**** GIVEN PASSAGE ****

Testing at John Owings landfill will check if cleanup is needed State will determine if chemicals endanger water or are spreading


For Carroll County, the cost of indifference to what people were dumping into landfills decades ago has been $7.6 million to date.

The price tag could be an additional $2.5 million to $3 million if the Maryland Department of the Environment orders the county to cleanse ground water seeping out of the John Owings landfill north of Westminster. The water contains arsenic and cancer-causing chemicals at levels higher than federal standards for safe drinking water.

The well test results have not shown any indication that contaminated water has moved beyond the landfill site.

MDE has no deadline for determining whether to direct the county to install a pumping and treatment system at the landfill. Quentin W. Banks, MDE spokesman, said the decision will be based on the geology and hydrogeology of the site, whether the contaminants seem to be static or indicate potential to increase, whether toxic substances have migrated off the landfill property and how they might affect the neighborhood.

**** EXERCISE DATA ****

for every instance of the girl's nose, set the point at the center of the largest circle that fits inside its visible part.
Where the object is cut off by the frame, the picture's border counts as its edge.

****

WORK ITEM:
Continue the article about testing at the John Owings landfill, starting after its last sentence.

ANSWER AREA:
Carroll County is also monitoring ground water that seeps through the closed Bark Hill landfill near Union Bridge and Hodges landfill near Eldersburg under a 9-year-old consent order with MDE. The consent order required the county to cap the landfills, continue monitoring and correct spreading pollution.

Well tests to monitor contamination at those sites cost $300 each. The county has spent $50,000 on tests since monitoring began in 1991.

Wells at all three landfills have shown contaminants higher than Environmental Protection Agency drinking water standards.

Bark Hill and Hodges landfills, closed in 1981, show fewer of the problematic petroleum-based compounds and metals than John Owings, which was closed in 1988.

County officials are using new landfill technology to make sure local residents' grandchildren don't have to pay for similar cleanups.

"The old landfill technique was find the lowest spot and fill in the hole," said James E. Slater Jr., county environmental services administrator.

He said landfills now are located at higher elevations. The Northern Landfill at Reese is designed with two liners between the ground and the trash and a system to trap water that seeps through the landfill and send it to collection ponds.

Gary Horst, the county's deputy public works director, does not blame earlier generations for their attitude toward what was known in the 1950s and 1960s as "the dump."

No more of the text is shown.